Extrait du document:
Rouler une pelleteuse

Jusqu’à présent, si le Vietnam devait être représenté par un engin roulant, sans hésitation, j’aurais dit : la moto. Aujourd’hui, je n’en suis plus si certain...

Ce n’est pas tout de le dire, le Vietnam est véritablement un immense chantier où les carrières à ciel ouvert se multiplient aussi vite que les champignons qui poussent dans celles sombres et obscures. C’est qu’il en faut des matériaux pour construire toutes ces nouvelles routes qui filent à la conquête des montagnes et tous ces immeubles qui montent à l’assaut des cieux. Ciment, béton, chaux, mortier... tout ça ne se trouve pas sous le derrière d’une poule ! Il faut gratter la terre nourricière pour en extraire roches et graviers qui, broyés, mélangés, malaxés, permettront aux maçons de transformer en réalité les œuvres d’art imaginées par les architectes et les ingénieurs des ponts et chaussées... Mais, au tout début de cette chaîne d’ingéniosité et de labeur, il y a un outil que les Vietnamiens ont adopté avec leur enthousiasme habituel : la pelleteuse.

La pelleteuse, un outil que les Vietnamiens ont adopté avec enthousiasme.

Tâche courte A:
Répondez à ces questions d'après le texte sur la pelleteuse :
(i) Jusqu'à présent, quel engin roulant aurait représenté le Vietnam sans hésitation ?
(ii) À quelle vitesse les carrières à ciel ouvert se multiplient-elles ?
(iii) Quels matériaux sont énumérés avant « tout ça ne se trouve pas sous le derrière d'une poule » ?
Les entrées n'ont aucun lien avec le texte sur la pelleteuse.

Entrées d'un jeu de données

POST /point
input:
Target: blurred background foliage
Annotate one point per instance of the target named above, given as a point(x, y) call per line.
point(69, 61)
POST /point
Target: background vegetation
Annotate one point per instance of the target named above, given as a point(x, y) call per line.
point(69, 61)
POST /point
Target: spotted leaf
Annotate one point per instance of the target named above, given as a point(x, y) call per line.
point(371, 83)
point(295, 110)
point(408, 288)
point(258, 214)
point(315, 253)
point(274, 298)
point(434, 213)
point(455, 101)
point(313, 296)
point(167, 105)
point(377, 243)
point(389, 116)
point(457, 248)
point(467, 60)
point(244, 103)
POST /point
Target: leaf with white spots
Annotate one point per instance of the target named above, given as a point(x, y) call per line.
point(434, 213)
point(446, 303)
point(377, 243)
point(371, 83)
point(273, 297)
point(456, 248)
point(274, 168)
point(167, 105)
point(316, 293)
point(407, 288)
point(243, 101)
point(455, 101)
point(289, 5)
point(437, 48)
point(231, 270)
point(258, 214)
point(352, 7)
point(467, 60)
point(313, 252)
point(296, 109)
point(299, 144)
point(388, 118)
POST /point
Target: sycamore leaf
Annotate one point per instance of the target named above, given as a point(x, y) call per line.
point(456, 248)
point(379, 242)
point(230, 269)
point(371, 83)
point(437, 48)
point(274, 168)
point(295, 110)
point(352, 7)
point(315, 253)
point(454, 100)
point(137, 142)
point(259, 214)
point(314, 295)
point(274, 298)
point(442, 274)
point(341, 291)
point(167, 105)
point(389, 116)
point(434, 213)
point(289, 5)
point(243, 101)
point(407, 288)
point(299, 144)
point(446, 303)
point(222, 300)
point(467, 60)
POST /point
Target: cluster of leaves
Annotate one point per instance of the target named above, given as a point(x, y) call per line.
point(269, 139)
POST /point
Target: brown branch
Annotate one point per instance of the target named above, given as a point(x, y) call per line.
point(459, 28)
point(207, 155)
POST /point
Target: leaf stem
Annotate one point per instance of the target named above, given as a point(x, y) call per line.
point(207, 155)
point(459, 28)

Tâche courte B: Mettez sous forme de liste JSON de chaînes les lignes des entrées, à raison d'une chaîne par ligne et sans les lignes vides, en commençant par la toute première ligne des entrées et en allant jusqu'à la ligne contenant "point(244, 103)", incluse.

Résultat obtenu A:
(i) La moto.
(ii) Aussi vite que les champignons qui poussent dans les carrières sombres et obscures.
(iii) Le ciment, le béton, la chaux et le mortier.

Résultat obtenu B:
[
  "POST /point",
  "input:",
  "Target: blurred background foliage",
  "Annotate one point per instance of the target named above, given as a point(x, y) call per line.",
  "point(69, 61)",
  "POST /point",
  "Target: background vegetation",
  "Annotate one point per instance of the target named above, given as a point(x, y) call per line.",
  "point(69, 61)",
  "POST /point",
  "Target: spotted leaf",
  "Annotate one point per instance of the target named above, given as a point(x, y) call per line.",
  "point(371, 83)",
  "point(295, 110)",
  "point(408, 288)",
  "point(258, 214)",
  "point(315, 253)",
  "point(274, 298)",
  "point(434, 213)",
  "point(455, 101)",
  "point(313, 296)",
  "point(167, 105)",
  "point(377, 243)",
  "point(389, 116)",
  "point(457, 248)",
  "point(467, 60)",
  "point(244, 103)"
]